───── RECORD EXTRACTS ─────
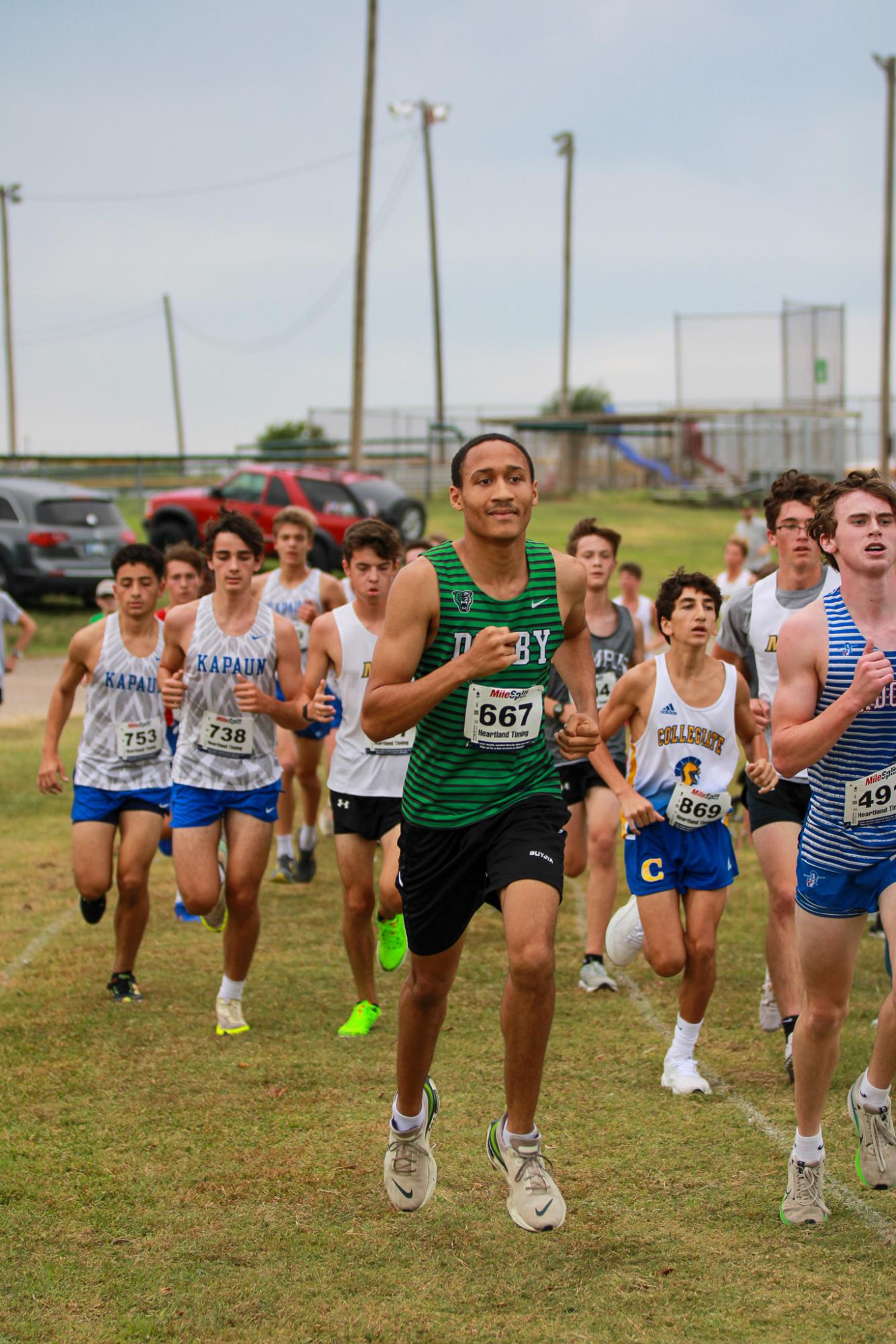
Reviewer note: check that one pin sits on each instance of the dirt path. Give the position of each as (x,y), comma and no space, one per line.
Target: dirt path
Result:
(26,692)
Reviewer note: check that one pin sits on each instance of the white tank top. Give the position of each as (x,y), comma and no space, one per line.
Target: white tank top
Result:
(123,746)
(766,619)
(684,745)
(218,748)
(287,601)
(359,765)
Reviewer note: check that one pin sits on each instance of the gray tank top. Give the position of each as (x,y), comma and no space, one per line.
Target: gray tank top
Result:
(220,748)
(612,656)
(123,742)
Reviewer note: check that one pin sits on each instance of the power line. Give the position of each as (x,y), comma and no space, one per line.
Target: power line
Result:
(175,193)
(332,291)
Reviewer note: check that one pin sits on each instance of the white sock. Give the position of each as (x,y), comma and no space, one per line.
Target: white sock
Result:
(874,1098)
(230,988)
(809,1149)
(405,1122)
(507,1134)
(684,1039)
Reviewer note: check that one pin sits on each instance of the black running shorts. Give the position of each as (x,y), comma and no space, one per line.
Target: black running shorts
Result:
(578,777)
(447,874)
(788,801)
(359,815)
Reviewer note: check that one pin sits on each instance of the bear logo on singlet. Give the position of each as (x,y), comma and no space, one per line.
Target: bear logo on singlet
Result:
(688,770)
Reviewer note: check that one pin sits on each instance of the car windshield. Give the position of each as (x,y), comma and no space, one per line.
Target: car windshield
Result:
(79,514)
(375,494)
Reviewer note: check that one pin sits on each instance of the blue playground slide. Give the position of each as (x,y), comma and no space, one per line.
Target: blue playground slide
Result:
(637,459)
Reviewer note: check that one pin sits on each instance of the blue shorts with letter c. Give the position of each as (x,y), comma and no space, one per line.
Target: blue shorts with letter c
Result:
(667,859)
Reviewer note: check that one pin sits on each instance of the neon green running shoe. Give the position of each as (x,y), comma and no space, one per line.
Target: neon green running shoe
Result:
(363,1019)
(393,942)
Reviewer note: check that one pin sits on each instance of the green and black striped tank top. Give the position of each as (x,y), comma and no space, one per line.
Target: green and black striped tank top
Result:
(451,782)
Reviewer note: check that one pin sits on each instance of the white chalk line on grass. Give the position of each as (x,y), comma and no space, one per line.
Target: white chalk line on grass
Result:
(882,1226)
(34,948)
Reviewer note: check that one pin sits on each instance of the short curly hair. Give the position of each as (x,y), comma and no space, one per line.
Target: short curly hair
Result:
(791,486)
(825,521)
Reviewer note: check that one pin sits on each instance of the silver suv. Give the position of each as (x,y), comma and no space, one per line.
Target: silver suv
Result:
(57,538)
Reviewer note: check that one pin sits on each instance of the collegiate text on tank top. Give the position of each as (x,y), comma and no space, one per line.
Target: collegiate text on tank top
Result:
(684,745)
(766,619)
(123,741)
(482,749)
(218,746)
(361,766)
(612,656)
(867,748)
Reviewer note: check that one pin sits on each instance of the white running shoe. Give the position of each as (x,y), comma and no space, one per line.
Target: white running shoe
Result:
(769,1011)
(625,936)
(683,1077)
(594,976)
(409,1169)
(230,1018)
(535,1202)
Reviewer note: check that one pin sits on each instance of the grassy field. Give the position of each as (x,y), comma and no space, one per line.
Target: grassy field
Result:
(658,537)
(159,1184)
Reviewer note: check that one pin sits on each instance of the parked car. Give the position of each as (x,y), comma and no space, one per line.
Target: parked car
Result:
(57,538)
(337,499)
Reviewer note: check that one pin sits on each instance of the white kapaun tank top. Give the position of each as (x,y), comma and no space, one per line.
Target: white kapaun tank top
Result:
(214,660)
(123,701)
(361,766)
(287,601)
(766,619)
(686,745)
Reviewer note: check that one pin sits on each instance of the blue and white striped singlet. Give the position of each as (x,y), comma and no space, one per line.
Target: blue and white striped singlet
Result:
(867,745)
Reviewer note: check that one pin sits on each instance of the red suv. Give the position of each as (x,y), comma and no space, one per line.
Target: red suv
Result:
(337,499)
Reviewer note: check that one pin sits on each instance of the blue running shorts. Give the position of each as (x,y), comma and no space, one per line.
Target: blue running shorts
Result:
(92,804)
(667,859)
(193,807)
(843,895)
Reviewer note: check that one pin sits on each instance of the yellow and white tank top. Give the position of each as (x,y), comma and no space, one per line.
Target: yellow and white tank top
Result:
(686,745)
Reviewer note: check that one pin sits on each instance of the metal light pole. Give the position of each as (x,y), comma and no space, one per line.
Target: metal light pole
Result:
(566,150)
(889,66)
(431,112)
(9,194)
(361,263)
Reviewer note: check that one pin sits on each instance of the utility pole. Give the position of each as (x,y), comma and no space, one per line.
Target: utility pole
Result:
(431,114)
(889,66)
(361,263)
(9,194)
(175,381)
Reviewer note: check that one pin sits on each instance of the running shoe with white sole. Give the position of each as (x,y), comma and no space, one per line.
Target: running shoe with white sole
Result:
(409,1168)
(593,975)
(804,1203)
(535,1202)
(877,1152)
(769,1011)
(362,1019)
(683,1078)
(230,1018)
(392,948)
(625,936)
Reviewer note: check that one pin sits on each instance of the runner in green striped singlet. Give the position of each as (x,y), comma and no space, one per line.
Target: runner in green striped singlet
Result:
(472,629)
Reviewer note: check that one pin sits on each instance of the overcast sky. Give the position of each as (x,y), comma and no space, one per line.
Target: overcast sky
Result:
(729,155)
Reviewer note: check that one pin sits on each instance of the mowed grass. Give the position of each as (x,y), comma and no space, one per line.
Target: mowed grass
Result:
(659,537)
(158,1183)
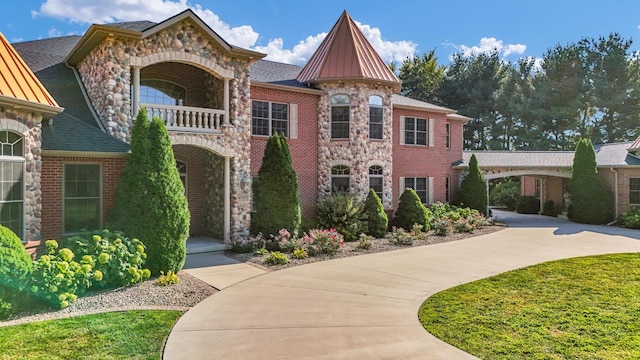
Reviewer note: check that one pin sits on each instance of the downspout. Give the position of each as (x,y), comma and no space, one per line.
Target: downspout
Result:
(615,194)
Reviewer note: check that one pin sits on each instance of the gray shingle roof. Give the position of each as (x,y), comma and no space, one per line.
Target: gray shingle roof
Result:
(607,155)
(75,129)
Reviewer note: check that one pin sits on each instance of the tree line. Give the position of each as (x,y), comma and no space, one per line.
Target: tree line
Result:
(588,89)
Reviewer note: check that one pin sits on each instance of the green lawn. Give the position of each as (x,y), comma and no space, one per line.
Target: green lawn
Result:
(581,308)
(115,335)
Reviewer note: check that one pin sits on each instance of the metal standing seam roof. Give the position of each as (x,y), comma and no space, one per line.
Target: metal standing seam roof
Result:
(18,81)
(346,54)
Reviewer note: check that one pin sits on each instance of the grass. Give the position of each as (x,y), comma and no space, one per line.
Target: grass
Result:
(581,308)
(115,335)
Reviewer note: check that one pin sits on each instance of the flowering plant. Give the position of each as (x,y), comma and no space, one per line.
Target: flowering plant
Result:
(323,241)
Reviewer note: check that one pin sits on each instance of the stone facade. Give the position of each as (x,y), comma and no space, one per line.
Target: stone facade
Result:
(29,125)
(107,74)
(358,152)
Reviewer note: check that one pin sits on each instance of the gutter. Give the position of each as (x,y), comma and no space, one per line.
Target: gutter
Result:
(615,196)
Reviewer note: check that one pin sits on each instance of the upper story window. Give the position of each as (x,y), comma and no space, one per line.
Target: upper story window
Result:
(12,182)
(448,138)
(634,191)
(375,117)
(340,105)
(415,131)
(340,179)
(153,91)
(375,179)
(268,118)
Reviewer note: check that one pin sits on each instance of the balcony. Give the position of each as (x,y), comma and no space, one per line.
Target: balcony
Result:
(188,119)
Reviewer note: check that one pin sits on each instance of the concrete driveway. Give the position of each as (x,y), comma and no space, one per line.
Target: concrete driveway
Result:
(366,307)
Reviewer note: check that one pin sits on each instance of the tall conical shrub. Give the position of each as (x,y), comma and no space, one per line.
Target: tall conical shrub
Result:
(591,200)
(473,190)
(411,211)
(150,201)
(275,191)
(374,219)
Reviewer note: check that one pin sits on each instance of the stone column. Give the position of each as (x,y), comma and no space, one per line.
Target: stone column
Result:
(136,91)
(227,200)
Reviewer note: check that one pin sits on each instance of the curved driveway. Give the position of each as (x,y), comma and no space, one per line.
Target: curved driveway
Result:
(365,307)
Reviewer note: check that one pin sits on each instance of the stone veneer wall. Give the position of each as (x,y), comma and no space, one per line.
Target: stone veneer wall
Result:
(29,125)
(357,152)
(107,76)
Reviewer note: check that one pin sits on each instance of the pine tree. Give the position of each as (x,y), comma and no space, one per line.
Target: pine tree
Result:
(276,194)
(591,201)
(374,219)
(150,201)
(411,211)
(473,190)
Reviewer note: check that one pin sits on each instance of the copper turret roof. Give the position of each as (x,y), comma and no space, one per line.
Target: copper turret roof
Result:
(345,54)
(18,84)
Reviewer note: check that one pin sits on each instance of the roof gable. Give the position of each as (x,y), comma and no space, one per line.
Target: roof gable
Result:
(345,54)
(19,85)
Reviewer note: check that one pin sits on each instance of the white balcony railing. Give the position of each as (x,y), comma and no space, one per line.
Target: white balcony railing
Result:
(188,119)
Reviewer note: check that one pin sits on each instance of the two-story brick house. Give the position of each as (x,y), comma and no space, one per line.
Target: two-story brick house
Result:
(345,122)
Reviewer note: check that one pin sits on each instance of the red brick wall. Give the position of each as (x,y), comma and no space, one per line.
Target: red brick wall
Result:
(52,182)
(196,185)
(426,161)
(304,149)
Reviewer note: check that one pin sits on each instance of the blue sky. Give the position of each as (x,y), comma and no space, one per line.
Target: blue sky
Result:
(290,30)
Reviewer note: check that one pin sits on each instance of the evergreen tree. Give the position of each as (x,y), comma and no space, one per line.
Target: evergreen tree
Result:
(411,211)
(150,200)
(276,196)
(591,201)
(473,190)
(374,219)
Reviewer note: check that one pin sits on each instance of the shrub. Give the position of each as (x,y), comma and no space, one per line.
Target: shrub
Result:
(591,200)
(630,219)
(549,208)
(506,193)
(365,241)
(276,195)
(276,258)
(170,278)
(119,259)
(528,205)
(411,211)
(398,236)
(151,205)
(374,219)
(340,212)
(323,241)
(442,226)
(300,253)
(15,262)
(57,279)
(473,190)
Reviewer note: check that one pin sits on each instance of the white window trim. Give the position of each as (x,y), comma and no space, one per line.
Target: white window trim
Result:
(64,197)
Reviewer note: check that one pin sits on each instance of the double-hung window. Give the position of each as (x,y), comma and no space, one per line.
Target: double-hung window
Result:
(634,191)
(82,197)
(375,117)
(340,105)
(268,118)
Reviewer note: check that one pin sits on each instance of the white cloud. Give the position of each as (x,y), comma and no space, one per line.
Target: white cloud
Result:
(108,11)
(488,45)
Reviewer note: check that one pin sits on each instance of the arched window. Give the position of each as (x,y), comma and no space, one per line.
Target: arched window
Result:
(375,117)
(375,179)
(12,182)
(154,91)
(340,116)
(340,179)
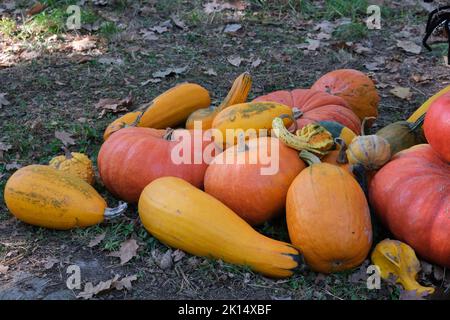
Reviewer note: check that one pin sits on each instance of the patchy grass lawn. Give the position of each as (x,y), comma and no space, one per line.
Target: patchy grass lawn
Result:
(52,82)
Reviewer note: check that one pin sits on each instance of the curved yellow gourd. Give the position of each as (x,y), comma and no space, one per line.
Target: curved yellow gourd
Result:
(238,94)
(169,109)
(184,217)
(46,197)
(250,120)
(424,107)
(397,259)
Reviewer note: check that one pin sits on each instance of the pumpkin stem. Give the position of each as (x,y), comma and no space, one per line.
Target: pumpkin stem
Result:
(138,119)
(168,135)
(342,155)
(288,116)
(359,172)
(297,113)
(364,125)
(67,152)
(117,211)
(309,157)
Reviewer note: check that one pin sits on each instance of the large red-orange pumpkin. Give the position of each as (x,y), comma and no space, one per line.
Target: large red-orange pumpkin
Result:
(133,157)
(437,126)
(354,87)
(316,106)
(411,194)
(255,179)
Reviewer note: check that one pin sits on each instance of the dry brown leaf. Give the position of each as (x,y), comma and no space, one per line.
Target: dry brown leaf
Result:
(96,241)
(210,72)
(235,60)
(409,46)
(127,251)
(65,137)
(35,9)
(84,44)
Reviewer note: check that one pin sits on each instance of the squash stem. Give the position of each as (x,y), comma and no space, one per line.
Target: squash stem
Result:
(117,211)
(309,157)
(419,122)
(342,155)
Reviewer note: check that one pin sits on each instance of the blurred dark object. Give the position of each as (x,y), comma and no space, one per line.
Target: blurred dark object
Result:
(438,19)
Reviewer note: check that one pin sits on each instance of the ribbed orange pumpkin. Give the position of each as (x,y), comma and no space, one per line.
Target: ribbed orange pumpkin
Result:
(354,87)
(411,194)
(328,218)
(316,106)
(133,157)
(437,126)
(255,183)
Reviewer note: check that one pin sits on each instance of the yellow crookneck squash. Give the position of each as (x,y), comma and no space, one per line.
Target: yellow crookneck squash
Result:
(237,94)
(45,197)
(397,259)
(247,120)
(184,217)
(169,109)
(424,107)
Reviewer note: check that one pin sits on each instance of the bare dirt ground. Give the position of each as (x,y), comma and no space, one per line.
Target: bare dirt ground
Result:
(52,78)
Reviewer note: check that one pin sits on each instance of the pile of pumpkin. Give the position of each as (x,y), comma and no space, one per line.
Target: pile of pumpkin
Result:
(329,172)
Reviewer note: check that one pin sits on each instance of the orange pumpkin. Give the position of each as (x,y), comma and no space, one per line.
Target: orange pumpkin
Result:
(328,218)
(437,126)
(411,194)
(314,106)
(254,183)
(357,89)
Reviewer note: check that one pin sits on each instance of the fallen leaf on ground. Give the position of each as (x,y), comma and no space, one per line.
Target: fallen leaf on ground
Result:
(83,44)
(65,137)
(210,72)
(234,60)
(217,6)
(409,46)
(402,93)
(412,295)
(3,269)
(115,105)
(96,241)
(3,100)
(90,290)
(232,28)
(256,62)
(109,60)
(169,71)
(35,9)
(127,251)
(178,22)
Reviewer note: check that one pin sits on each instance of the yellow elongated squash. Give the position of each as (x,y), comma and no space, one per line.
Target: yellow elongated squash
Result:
(238,94)
(169,109)
(46,197)
(248,120)
(424,107)
(184,217)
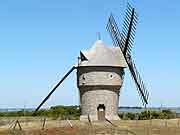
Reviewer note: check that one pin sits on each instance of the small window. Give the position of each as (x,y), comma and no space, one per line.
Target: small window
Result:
(111,76)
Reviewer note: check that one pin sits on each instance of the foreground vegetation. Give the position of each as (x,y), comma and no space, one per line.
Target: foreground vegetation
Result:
(73,112)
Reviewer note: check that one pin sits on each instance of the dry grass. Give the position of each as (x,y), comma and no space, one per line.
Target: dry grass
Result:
(123,127)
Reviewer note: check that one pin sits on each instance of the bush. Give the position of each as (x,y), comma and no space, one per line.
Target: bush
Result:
(150,114)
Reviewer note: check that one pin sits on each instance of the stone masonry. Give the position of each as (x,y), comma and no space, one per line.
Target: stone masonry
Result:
(99,79)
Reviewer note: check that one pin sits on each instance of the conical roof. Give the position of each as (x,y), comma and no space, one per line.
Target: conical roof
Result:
(101,55)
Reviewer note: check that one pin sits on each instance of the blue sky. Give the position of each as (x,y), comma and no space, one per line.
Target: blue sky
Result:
(41,39)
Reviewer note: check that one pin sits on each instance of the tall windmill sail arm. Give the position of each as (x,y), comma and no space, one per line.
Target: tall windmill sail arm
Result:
(53,90)
(138,81)
(129,33)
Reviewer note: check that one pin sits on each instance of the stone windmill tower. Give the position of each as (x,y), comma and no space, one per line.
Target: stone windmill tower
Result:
(100,72)
(99,79)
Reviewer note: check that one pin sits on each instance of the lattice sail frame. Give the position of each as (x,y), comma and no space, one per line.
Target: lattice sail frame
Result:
(125,40)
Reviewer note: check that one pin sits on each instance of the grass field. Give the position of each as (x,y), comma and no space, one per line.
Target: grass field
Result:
(33,126)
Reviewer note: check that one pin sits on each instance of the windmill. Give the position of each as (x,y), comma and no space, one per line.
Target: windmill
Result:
(100,72)
(124,40)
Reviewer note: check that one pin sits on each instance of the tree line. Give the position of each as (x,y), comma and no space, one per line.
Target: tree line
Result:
(73,112)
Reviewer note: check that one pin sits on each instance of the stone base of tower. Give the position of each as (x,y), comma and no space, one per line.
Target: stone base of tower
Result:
(95,117)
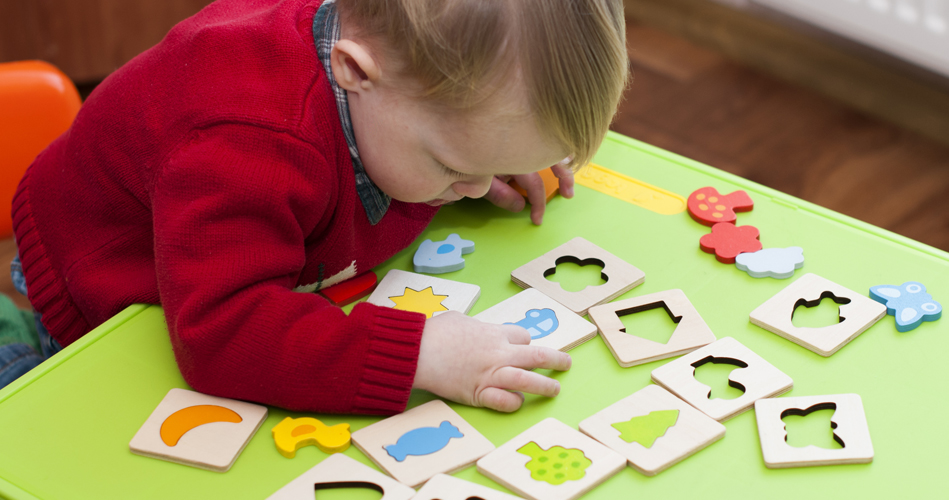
─────
**WRITTEN TASK**
From the listing above, extract every line that contains the word "blue" and copy each one out.

**OUTPUT FOR THIS TASK**
Reviewer note: check that one pin sits on each instance of the blue playground slide. Give the position of each as (x,y), comma and no space, one per line.
Target: blue playground slide
Reviewer note: check that one pin sits on each instance of the blue shorts with letter c. Give the position of each as (x,y), comma and no space, one per line.
Target: blue shorts with letter c
Reviewer note: check that one pin sits on each instance of the blue and white striped singlet. Give the position of each as (x,y), comma and no space, one per line.
Target: blue and white striped singlet
Reviewer note: check that one pin sits on each instance of the blue running shorts. Give the position of each as (x,y), comma and no space, one per line.
Target: blue running shorts
Reviewer note: check that one pin sits on each instance of the blue sky. Give the position of each as (x,y), comma and no space, one per line.
Target: blue sky
Reviewer note: check that one pin sits on each instance of the blue sky. Give the position of each as (x,y), comma and no space, one per line.
Target: blue sky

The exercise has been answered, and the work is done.